Your assignment. Return the records verbatim.

===== Stored data =====

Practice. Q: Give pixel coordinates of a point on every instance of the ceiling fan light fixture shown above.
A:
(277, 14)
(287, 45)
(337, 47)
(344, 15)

=====

Task result.
Practice. Q: Give pixel coordinates of a point on every instance of the ceiling fan light fixture shown above.
A:
(277, 14)
(287, 45)
(337, 47)
(344, 15)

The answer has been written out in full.